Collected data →

*-*-*

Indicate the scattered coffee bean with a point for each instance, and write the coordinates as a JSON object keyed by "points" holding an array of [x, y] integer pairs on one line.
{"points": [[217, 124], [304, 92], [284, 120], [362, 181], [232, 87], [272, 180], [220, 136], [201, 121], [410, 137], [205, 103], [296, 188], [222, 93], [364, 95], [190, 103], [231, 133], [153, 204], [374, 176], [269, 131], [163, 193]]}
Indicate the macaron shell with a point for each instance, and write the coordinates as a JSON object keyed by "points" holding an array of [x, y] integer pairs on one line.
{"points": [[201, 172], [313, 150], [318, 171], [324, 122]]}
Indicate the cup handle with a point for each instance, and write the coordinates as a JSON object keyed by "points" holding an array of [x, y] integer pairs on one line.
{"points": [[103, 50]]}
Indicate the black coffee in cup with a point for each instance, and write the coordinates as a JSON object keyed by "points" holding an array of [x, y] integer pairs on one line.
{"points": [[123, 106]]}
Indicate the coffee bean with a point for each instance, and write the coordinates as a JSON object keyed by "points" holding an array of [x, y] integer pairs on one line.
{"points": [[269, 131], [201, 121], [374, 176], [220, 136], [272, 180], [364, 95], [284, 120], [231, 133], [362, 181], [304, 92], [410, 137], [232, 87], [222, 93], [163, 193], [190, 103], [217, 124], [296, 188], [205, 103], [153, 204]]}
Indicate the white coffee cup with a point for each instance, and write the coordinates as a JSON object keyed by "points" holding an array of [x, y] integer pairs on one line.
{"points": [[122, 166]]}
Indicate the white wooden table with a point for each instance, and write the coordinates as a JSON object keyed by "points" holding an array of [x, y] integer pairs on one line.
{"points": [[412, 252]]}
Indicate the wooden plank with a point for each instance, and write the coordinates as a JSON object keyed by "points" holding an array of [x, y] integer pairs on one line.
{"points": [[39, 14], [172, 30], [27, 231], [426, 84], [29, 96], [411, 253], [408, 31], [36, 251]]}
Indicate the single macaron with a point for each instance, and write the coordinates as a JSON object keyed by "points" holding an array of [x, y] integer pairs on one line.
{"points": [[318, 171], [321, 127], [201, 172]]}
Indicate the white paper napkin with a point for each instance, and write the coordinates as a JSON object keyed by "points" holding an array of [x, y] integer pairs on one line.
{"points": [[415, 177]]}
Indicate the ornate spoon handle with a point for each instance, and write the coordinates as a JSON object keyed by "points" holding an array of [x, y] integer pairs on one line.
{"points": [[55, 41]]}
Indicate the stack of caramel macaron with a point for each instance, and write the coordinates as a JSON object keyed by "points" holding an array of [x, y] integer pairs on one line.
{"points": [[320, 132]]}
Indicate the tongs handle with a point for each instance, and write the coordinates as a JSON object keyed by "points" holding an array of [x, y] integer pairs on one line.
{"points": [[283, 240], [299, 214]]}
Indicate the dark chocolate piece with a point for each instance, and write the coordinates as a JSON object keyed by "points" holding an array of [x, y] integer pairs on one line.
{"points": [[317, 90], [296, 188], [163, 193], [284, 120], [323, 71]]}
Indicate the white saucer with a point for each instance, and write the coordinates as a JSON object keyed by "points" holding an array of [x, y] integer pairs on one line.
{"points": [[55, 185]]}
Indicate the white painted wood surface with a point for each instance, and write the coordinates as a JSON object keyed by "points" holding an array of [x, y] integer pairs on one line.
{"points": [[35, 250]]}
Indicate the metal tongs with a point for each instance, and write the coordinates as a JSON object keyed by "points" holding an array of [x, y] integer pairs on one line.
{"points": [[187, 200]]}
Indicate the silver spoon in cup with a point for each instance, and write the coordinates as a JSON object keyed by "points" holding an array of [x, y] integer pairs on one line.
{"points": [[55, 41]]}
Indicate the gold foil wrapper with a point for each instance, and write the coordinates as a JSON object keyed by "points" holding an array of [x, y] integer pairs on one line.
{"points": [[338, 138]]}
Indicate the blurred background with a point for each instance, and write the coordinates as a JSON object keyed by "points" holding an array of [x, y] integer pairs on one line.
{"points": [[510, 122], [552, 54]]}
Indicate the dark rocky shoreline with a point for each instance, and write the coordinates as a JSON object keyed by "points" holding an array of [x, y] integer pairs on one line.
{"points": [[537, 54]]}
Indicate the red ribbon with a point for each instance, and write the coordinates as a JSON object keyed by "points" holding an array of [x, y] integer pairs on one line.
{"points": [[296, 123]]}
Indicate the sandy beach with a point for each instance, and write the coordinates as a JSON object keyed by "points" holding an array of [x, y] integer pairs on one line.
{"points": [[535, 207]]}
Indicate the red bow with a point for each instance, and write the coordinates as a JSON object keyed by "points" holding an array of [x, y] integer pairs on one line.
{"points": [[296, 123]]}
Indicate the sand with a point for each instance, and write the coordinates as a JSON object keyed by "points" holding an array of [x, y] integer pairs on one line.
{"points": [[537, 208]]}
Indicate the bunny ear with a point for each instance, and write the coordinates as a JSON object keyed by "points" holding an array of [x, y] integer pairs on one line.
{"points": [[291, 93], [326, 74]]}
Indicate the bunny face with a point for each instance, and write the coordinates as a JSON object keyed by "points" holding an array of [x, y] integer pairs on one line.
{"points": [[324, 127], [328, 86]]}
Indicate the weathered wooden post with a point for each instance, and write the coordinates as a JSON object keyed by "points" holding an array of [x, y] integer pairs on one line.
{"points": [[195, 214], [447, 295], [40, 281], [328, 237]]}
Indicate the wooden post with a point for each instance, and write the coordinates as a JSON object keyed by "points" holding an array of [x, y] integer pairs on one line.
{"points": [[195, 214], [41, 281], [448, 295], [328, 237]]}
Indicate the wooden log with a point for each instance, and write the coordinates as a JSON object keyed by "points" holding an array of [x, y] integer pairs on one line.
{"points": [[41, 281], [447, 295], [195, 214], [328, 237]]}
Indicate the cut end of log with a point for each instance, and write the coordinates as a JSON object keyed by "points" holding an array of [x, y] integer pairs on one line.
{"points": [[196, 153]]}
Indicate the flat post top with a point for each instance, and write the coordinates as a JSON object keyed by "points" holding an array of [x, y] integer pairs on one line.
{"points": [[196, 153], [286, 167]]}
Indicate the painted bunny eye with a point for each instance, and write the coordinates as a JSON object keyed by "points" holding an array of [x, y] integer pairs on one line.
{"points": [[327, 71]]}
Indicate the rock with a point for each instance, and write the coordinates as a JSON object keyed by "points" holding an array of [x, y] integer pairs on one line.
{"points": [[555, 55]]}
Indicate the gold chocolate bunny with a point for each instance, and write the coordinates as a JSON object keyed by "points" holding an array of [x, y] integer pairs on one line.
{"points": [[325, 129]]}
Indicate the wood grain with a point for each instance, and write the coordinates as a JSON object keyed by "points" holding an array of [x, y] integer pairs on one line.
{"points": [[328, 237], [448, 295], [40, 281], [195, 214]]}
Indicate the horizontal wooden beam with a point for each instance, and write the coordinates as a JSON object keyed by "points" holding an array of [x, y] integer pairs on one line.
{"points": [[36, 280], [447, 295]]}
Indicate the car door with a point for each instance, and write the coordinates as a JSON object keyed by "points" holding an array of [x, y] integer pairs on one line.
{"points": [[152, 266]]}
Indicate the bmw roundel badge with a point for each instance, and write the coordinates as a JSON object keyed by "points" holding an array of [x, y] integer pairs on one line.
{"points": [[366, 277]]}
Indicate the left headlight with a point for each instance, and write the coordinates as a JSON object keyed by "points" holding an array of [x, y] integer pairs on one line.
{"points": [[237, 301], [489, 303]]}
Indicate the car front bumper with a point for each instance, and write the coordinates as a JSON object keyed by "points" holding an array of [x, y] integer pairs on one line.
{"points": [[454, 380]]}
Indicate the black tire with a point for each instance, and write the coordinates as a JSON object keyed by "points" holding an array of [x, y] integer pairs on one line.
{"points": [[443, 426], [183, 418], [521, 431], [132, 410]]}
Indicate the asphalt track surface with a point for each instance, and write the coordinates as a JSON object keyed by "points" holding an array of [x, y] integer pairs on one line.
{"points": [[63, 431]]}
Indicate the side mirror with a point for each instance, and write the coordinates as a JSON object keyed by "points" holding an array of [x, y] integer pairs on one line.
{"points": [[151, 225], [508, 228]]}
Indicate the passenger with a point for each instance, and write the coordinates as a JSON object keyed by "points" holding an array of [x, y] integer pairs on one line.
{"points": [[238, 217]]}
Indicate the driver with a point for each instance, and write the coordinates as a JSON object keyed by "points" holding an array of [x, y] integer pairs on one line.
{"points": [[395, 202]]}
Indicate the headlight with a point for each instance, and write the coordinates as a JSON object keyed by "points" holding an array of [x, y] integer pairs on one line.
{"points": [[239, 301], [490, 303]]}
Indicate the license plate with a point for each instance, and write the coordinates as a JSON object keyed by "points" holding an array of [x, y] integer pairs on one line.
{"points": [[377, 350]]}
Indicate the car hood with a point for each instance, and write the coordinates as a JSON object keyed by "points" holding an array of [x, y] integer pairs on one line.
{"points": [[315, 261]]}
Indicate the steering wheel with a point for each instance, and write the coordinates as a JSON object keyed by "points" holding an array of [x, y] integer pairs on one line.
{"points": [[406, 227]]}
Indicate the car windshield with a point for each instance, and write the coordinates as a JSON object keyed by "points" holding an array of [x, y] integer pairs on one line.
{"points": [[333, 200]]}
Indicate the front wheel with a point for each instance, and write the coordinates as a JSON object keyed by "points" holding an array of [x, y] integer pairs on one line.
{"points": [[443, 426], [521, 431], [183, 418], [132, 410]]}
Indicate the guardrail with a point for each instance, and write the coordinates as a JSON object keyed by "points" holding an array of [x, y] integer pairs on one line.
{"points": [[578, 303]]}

*-*-*

Work required → Write out the lines above, starting at the line that contains "Indicate the steering" and ending with the final line, and nothing else; copy them exactly.

Solution to this problem →
Indicate the steering wheel with a point for each instance, and write the coordinates as a JSON object keyed by "points" holding an array of [x, y] integer pairs on one line.
{"points": [[406, 227]]}
Indicate the car windshield with a point for each instance, and write the coordinates as a JSON object keyed by "points" holding an array of [x, y] integer pairs on one line.
{"points": [[333, 200]]}
Indicate the front wheel with a point for each instance, and write the coordinates as a JSON object keyed by "points" holding an array of [x, y] integer pairs on one line.
{"points": [[443, 426], [521, 431], [183, 418], [132, 410]]}
Indicate the guardrail with a point for each instance, and write the coordinates as a JSON object keyed by "points" holding an array of [x, y] integer pairs on one line.
{"points": [[578, 303]]}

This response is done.